* **REQUESTS**:
• A. Please retype the passage from the Kol Nidrei sermon below, from "Broken and Bound" up to and including "break us apart.".
• B. Using the Kol Nidrei sermon below, answer these questions:
(i) In what city was the synagogue the speaker used to lead?
(ii) Where was the American Jewish Committee's Global Forum held?
(iii) Who was the CEO who interviewed Jake Sullivan during a plenary?

* **PROVIDED PASSAGE**:
--- START ---

Broken and Bound Together: Kol Nidrei 5785



There is, of course, no way to sugarcoat that this was an extremely long and brutal year for the Jews. Beyond the traumas and tragedies of October 7th and the subsequent war, these events – heartbreaking and earth-shattering in and of themselves – have also exposed and exacerbated deep fault lines among the global Jewish community, with disagreements over Israel increasingly threatening to permanently and irreparably break us apart. 


This year, I found myself caught up in tremors triggered by those fault lines. Last spring, a tragic and troubling incident occurred in the synagogue I used to lead in Richmond. A young Jewish student from a local university, who was outspoken in his criticism of Israel on campus and social media, had been regularly davvening with us throughout the year on Shabbat mornings. He never caused any disruptions in synagogue, never even volunteered his views to any congregant as far as I could tell. Yet a few congregants objected to his very presence in our building, and their objections intensified as campus protests were drawing increased media attention in the spring. One Shabbat morning, the dam burst: an active member of our congregation stormed into the sanctuary, in the midst of services, followed by our on-duty police officer. She approached the student, who was sitting by himself, praying privately. And in full view of the congregation, she aggressively confronted him, loudly demanding that he leave the premises. I was forced to pause the service to help our police officer defuse the situation. Eventually, the congregant, still visibly and audibly agitated, left more or less voluntarily, and we resumed the service, albeit unsettled and shaken.


I honestly didn’t realize how traumatic that experience was for me until the next month, when I attended the American Jewish Committee’s Global Forum in Washington, DC. I had been invited as the guest of several generous TBE members. I had never been to an AJC function before, and it was an extraordinary learning opportunity, informative and provocative in all the best ways. But there was one disturbing incident that both shook me in the moment and has stayed with me ever since: During one of the plenaries, the organization’s CEO, former Congressman Ted Deutch, was interviewing national security adviser Jake Sullivan, a high ranking official in the Biden Administration with a lot of influence over America’s foreign policy.

--- END ---

* **RECORDED INFORMATION**:
--- START ---

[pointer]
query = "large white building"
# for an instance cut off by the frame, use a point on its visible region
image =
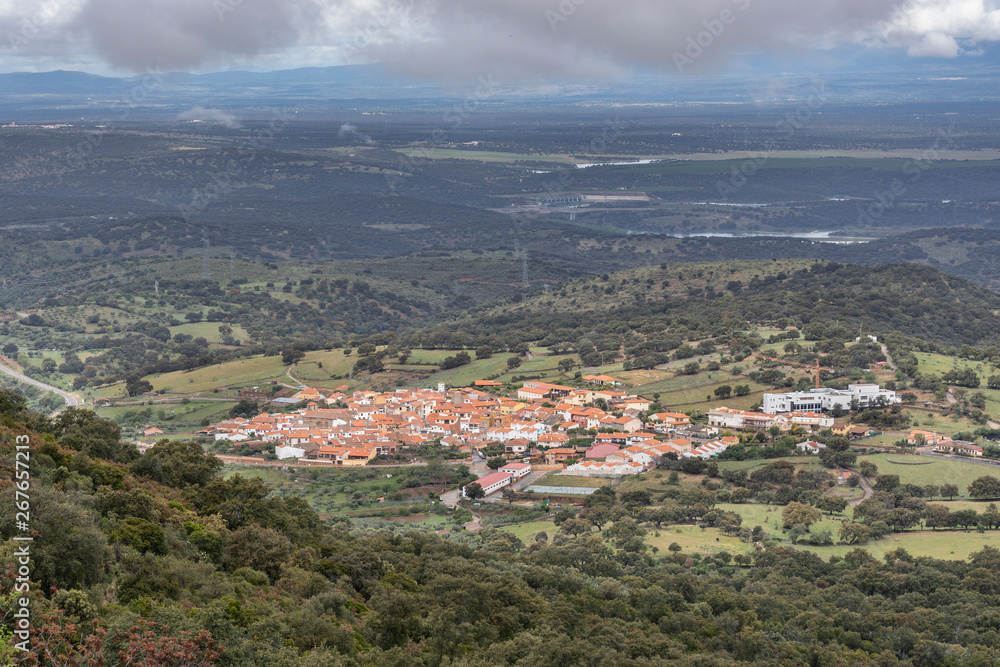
(823, 399)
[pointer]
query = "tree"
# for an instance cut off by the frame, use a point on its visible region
(854, 533)
(888, 483)
(938, 516)
(575, 526)
(245, 408)
(965, 518)
(868, 469)
(986, 486)
(597, 516)
(798, 514)
(263, 549)
(135, 385)
(832, 504)
(292, 356)
(177, 463)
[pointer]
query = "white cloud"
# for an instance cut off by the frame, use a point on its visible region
(461, 40)
(943, 28)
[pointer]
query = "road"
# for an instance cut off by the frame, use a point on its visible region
(71, 400)
(888, 360)
(866, 486)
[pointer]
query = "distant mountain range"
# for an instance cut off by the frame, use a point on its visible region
(72, 95)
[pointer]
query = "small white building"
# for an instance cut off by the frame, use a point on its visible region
(517, 470)
(493, 482)
(289, 452)
(824, 399)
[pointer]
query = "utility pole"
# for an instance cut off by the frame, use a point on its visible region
(206, 269)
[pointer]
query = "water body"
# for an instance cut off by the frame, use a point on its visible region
(619, 164)
(818, 237)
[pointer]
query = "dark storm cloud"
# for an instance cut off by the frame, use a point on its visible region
(578, 37)
(461, 40)
(178, 34)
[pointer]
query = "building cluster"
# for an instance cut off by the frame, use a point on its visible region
(535, 424)
(761, 421)
(351, 430)
(824, 399)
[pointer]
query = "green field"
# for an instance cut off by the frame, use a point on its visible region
(695, 540)
(940, 471)
(242, 372)
(769, 518)
(207, 330)
(946, 545)
(527, 531)
(572, 480)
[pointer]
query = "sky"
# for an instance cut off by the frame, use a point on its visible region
(464, 40)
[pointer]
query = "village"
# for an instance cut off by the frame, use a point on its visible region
(597, 431)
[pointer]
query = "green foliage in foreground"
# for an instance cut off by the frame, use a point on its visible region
(219, 571)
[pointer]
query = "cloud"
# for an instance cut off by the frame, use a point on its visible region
(943, 28)
(210, 116)
(462, 40)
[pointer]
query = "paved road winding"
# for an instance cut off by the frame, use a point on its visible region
(71, 400)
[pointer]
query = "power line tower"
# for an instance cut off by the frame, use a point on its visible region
(206, 269)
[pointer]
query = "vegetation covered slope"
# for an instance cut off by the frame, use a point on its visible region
(917, 300)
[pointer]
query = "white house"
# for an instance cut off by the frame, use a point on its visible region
(289, 452)
(824, 399)
(517, 470)
(492, 483)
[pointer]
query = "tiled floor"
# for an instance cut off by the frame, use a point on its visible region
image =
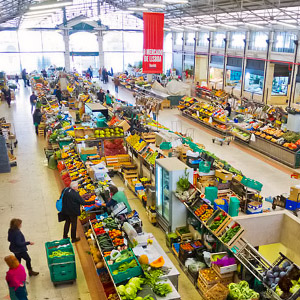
(30, 190)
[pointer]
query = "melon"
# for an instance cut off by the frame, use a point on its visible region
(144, 260)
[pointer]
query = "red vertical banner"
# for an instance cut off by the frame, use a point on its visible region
(153, 43)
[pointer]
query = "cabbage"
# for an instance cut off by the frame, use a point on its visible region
(121, 290)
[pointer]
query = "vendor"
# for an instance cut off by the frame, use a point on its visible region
(228, 108)
(117, 197)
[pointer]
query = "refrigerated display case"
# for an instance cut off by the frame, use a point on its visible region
(171, 213)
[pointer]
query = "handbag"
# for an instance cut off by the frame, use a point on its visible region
(59, 201)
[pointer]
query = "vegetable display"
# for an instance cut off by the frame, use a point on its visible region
(230, 233)
(242, 291)
(162, 289)
(129, 291)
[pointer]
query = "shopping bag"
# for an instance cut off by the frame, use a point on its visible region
(59, 201)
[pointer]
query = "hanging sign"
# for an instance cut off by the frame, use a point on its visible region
(153, 43)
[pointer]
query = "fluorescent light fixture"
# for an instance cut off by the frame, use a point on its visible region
(177, 28)
(206, 27)
(225, 25)
(191, 28)
(176, 1)
(137, 8)
(52, 5)
(154, 5)
(254, 25)
(32, 13)
(286, 24)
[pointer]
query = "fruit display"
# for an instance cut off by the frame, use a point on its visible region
(162, 289)
(125, 266)
(136, 142)
(105, 242)
(218, 220)
(206, 215)
(273, 276)
(241, 290)
(209, 275)
(60, 253)
(230, 233)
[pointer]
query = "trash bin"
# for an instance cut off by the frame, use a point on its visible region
(234, 206)
(211, 193)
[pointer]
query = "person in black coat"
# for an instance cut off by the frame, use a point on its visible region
(71, 202)
(18, 244)
(37, 117)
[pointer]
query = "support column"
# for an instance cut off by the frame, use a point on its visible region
(226, 40)
(266, 87)
(294, 75)
(100, 48)
(67, 49)
(208, 57)
(246, 45)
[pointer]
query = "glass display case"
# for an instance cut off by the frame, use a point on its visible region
(171, 213)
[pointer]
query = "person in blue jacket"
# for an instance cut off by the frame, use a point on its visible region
(18, 244)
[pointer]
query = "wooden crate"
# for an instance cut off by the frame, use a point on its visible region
(235, 239)
(226, 221)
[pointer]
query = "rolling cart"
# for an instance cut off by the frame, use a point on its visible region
(283, 202)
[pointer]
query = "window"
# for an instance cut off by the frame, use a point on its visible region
(258, 41)
(83, 42)
(30, 41)
(237, 40)
(284, 42)
(178, 38)
(279, 86)
(52, 41)
(112, 41)
(203, 39)
(218, 40)
(254, 83)
(190, 39)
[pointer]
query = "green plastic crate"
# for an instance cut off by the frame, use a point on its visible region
(129, 273)
(62, 268)
(165, 146)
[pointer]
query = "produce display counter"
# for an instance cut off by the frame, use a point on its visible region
(277, 152)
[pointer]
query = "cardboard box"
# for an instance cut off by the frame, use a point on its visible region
(223, 174)
(91, 150)
(294, 193)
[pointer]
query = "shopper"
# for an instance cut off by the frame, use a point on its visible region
(71, 202)
(7, 95)
(24, 77)
(33, 99)
(228, 108)
(37, 118)
(18, 245)
(17, 80)
(58, 94)
(108, 98)
(100, 96)
(16, 278)
(117, 197)
(116, 83)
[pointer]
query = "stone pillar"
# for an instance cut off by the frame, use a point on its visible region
(67, 49)
(208, 57)
(226, 40)
(100, 46)
(244, 64)
(267, 88)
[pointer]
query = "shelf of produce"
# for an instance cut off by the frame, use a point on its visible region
(277, 152)
(102, 254)
(218, 130)
(155, 250)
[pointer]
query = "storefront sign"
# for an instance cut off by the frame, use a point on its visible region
(153, 43)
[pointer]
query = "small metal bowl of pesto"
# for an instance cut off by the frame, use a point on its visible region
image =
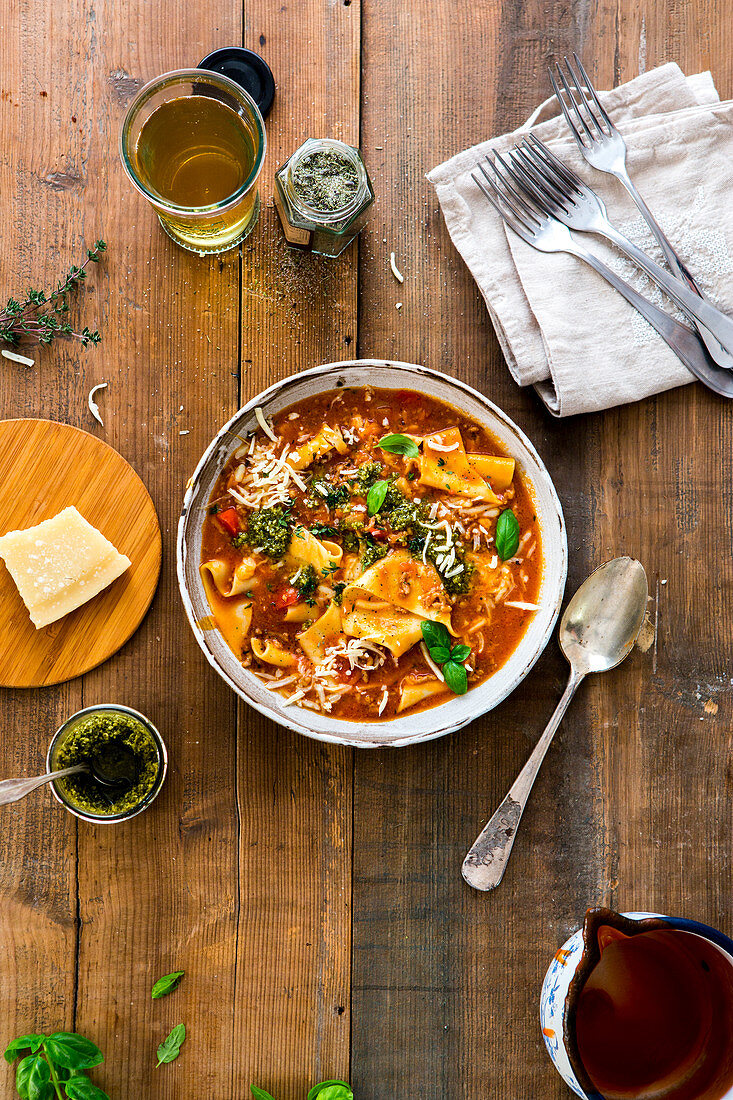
(105, 733)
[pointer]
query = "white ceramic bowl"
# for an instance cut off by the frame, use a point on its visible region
(457, 711)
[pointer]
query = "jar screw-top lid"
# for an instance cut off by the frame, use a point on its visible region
(248, 69)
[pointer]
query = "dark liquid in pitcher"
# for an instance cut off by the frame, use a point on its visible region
(655, 1018)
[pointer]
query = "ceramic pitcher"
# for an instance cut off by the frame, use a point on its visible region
(570, 970)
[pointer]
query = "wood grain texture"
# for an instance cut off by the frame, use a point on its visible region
(47, 466)
(241, 872)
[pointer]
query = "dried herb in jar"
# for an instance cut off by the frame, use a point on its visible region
(326, 180)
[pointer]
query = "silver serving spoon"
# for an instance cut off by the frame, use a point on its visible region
(116, 776)
(598, 630)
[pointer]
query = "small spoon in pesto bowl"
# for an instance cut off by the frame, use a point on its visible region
(115, 772)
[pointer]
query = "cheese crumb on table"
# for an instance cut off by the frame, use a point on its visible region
(59, 564)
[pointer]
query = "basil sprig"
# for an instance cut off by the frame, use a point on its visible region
(376, 496)
(166, 985)
(438, 641)
(397, 444)
(326, 1090)
(507, 535)
(56, 1063)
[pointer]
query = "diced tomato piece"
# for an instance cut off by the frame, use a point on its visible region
(285, 597)
(229, 520)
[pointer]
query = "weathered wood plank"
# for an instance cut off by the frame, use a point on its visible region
(292, 1019)
(162, 893)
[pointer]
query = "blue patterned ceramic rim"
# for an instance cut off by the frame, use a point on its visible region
(560, 974)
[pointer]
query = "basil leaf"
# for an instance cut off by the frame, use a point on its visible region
(436, 635)
(330, 1090)
(23, 1043)
(166, 985)
(507, 535)
(32, 1076)
(80, 1088)
(170, 1048)
(375, 496)
(397, 444)
(456, 677)
(73, 1051)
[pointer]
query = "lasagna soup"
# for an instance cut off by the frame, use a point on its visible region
(371, 552)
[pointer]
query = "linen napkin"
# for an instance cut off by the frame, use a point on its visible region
(560, 326)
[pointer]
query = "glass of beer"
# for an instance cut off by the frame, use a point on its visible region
(193, 142)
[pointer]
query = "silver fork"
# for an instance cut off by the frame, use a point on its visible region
(604, 149)
(547, 234)
(562, 194)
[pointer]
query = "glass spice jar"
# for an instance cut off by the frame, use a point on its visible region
(323, 195)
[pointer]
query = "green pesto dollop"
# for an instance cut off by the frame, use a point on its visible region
(269, 530)
(327, 180)
(105, 735)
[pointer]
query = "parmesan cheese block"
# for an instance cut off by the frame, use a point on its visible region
(59, 564)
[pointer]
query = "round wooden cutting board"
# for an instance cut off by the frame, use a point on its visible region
(44, 468)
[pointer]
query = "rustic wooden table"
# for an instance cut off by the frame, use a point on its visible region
(314, 894)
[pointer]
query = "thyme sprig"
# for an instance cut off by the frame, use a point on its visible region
(41, 317)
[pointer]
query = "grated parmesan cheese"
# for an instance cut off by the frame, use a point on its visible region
(430, 662)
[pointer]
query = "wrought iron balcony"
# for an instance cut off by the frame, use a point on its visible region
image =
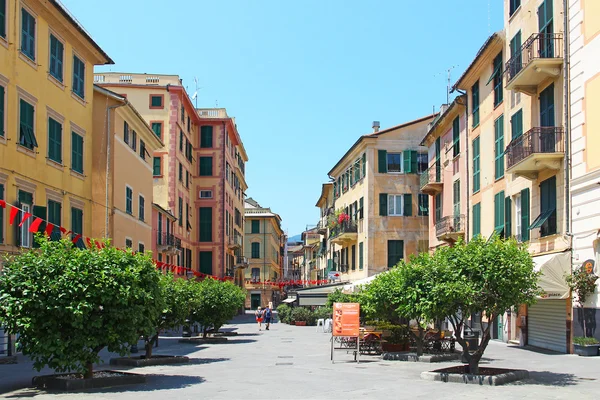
(540, 57)
(344, 232)
(450, 228)
(539, 149)
(431, 180)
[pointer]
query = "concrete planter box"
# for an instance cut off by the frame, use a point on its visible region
(101, 379)
(425, 358)
(141, 361)
(589, 350)
(500, 377)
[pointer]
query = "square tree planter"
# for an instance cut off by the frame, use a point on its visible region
(589, 350)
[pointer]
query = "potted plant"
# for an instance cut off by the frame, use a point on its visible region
(586, 347)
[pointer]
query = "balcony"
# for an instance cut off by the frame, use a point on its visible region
(538, 149)
(234, 242)
(541, 57)
(167, 243)
(345, 232)
(450, 228)
(431, 180)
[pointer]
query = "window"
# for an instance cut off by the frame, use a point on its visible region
(475, 100)
(455, 137)
(499, 213)
(255, 250)
(205, 224)
(54, 140)
(157, 129)
(205, 165)
(205, 260)
(56, 57)
(3, 20)
(497, 77)
(422, 162)
(499, 147)
(78, 77)
(513, 6)
(157, 166)
(26, 126)
(516, 124)
(361, 264)
(476, 219)
(180, 212)
(27, 34)
(156, 101)
(394, 162)
(255, 226)
(423, 205)
(128, 200)
(126, 137)
(142, 208)
(476, 166)
(76, 152)
(395, 203)
(395, 252)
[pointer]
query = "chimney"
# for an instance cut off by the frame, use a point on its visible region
(375, 126)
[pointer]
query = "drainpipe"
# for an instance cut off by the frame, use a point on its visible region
(108, 140)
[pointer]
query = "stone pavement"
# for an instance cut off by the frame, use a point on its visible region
(289, 362)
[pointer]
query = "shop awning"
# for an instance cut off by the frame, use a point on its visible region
(554, 268)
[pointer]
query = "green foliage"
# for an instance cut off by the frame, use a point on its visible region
(66, 304)
(216, 303)
(303, 314)
(583, 284)
(584, 341)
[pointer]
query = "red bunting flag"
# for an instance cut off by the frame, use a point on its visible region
(35, 225)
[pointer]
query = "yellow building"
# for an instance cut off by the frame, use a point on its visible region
(46, 118)
(376, 185)
(263, 250)
(122, 193)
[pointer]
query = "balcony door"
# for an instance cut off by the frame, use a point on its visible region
(547, 136)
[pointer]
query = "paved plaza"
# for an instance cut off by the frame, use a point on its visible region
(289, 362)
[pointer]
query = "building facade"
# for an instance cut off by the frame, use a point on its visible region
(584, 61)
(122, 191)
(165, 106)
(379, 217)
(46, 120)
(263, 248)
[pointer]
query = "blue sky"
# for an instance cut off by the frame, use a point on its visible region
(304, 79)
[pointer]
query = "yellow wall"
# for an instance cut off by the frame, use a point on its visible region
(30, 170)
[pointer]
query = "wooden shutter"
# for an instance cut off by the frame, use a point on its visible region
(382, 161)
(525, 215)
(507, 217)
(383, 204)
(408, 205)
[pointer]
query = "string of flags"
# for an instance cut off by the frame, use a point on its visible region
(78, 239)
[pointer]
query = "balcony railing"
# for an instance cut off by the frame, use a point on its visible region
(542, 140)
(539, 57)
(431, 179)
(450, 227)
(344, 227)
(167, 239)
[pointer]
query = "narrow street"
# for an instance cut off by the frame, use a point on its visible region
(290, 362)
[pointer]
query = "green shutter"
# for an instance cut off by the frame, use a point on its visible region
(382, 161)
(408, 205)
(507, 217)
(525, 211)
(383, 204)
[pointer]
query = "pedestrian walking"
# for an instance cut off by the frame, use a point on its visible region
(259, 317)
(268, 315)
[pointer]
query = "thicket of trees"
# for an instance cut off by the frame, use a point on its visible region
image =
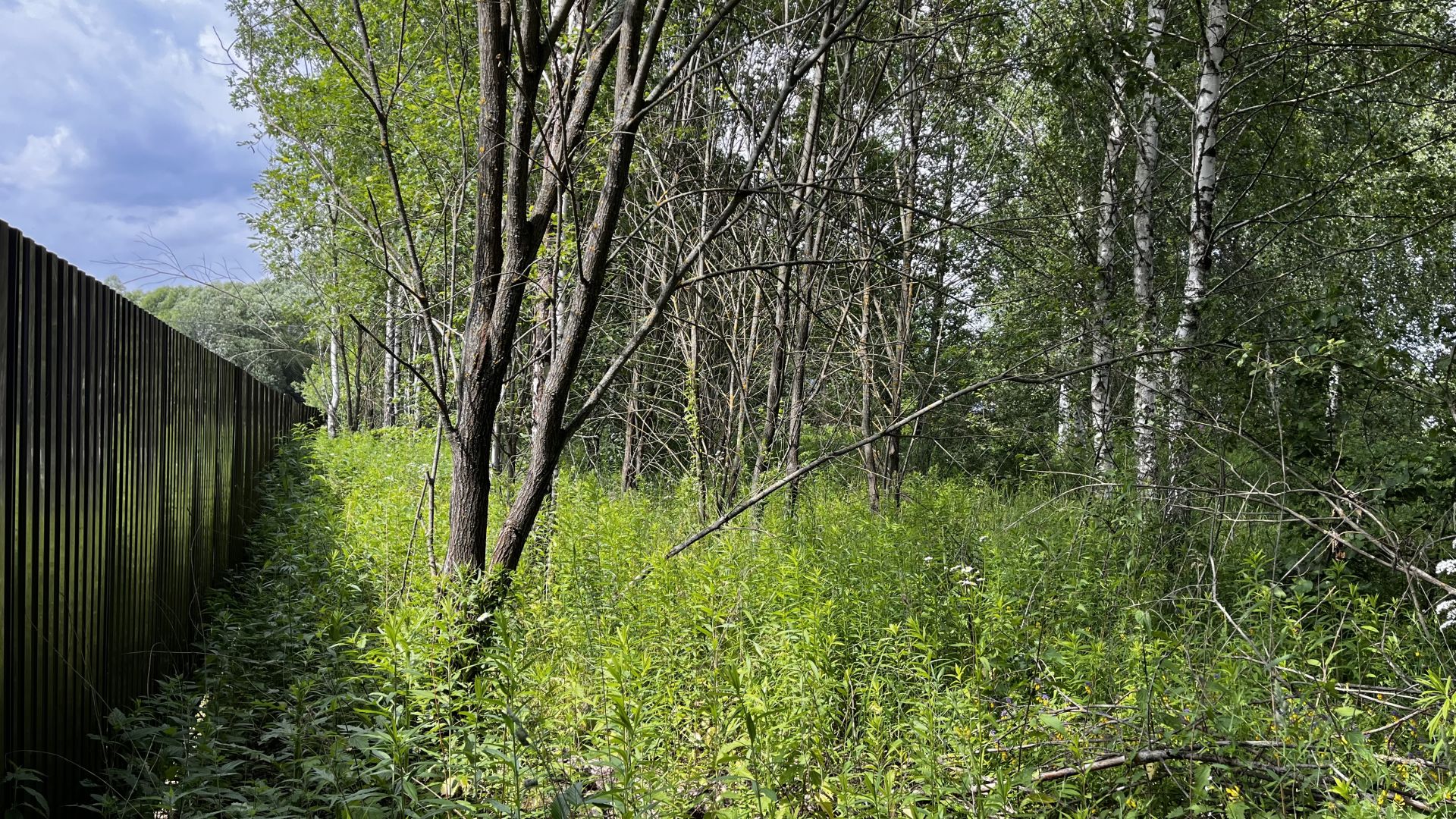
(1194, 253)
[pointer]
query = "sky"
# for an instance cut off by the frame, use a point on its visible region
(117, 136)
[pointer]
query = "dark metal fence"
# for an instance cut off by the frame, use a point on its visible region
(127, 475)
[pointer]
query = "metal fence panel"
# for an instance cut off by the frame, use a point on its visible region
(127, 479)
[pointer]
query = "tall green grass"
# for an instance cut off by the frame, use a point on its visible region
(824, 662)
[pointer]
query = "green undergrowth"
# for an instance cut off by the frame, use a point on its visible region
(824, 662)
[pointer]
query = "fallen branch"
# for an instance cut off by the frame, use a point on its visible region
(1191, 754)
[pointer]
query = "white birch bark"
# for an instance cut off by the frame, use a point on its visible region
(1149, 140)
(1107, 218)
(1204, 169)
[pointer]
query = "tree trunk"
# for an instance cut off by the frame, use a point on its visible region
(1107, 219)
(1145, 375)
(1204, 169)
(392, 350)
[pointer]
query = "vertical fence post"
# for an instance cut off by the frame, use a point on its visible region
(127, 477)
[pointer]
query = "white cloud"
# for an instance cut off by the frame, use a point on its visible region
(115, 121)
(42, 159)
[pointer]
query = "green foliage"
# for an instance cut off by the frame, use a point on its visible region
(824, 664)
(254, 325)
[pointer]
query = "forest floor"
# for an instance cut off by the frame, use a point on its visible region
(976, 653)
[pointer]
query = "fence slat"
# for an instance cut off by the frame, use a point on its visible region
(127, 475)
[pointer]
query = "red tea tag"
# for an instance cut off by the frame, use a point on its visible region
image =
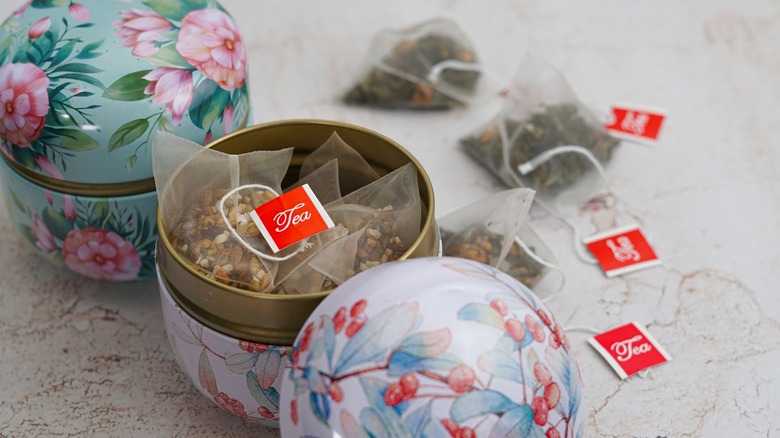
(629, 349)
(622, 250)
(635, 123)
(291, 217)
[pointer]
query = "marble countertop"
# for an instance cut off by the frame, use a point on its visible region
(82, 358)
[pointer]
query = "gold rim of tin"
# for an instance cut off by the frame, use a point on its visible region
(82, 189)
(181, 276)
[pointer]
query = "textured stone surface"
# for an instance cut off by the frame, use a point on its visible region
(81, 358)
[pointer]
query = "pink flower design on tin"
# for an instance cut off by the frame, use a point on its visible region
(172, 87)
(79, 12)
(209, 40)
(101, 255)
(142, 30)
(39, 28)
(24, 102)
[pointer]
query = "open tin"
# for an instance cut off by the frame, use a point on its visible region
(268, 322)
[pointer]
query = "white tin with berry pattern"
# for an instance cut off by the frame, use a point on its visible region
(435, 347)
(241, 377)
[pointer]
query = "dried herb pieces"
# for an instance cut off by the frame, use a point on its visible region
(203, 238)
(479, 244)
(399, 80)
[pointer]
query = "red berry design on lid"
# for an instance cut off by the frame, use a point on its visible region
(542, 374)
(355, 327)
(555, 343)
(340, 319)
(461, 378)
(552, 395)
(394, 394)
(409, 383)
(336, 393)
(500, 306)
(539, 406)
(543, 316)
(531, 323)
(265, 412)
(515, 329)
(358, 308)
(538, 333)
(465, 432)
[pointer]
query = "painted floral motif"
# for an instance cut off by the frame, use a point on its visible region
(199, 64)
(241, 377)
(40, 115)
(417, 383)
(210, 41)
(24, 102)
(101, 255)
(51, 88)
(95, 239)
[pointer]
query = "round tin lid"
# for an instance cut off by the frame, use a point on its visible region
(85, 85)
(432, 347)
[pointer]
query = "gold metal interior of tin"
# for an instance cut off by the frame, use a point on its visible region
(270, 318)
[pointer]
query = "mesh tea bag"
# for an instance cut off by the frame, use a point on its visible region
(324, 182)
(494, 231)
(205, 197)
(353, 170)
(543, 138)
(383, 219)
(426, 66)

--- END ---

* **SOLUTIONS TO THE PROBLEMS**:
• A.
Broken and Bound Together: Kol Nidrei 5785



There is, of course, no way to sugarcoat that this was an extremely long and brutal year for the Jews. Beyond the traumas and tragedies of October 7th and the subsequent war, these events – heartbreaking and earth-shattering in and of themselves – have also exposed and exacerbated deep fault lines among the global Jewish community, with disagreements over Israel increasingly threatening to permanently and irreparably break us apart.

• B.
(i) Richmond
(ii) Washington, DC
(iii) Former Congressman Ted Deutch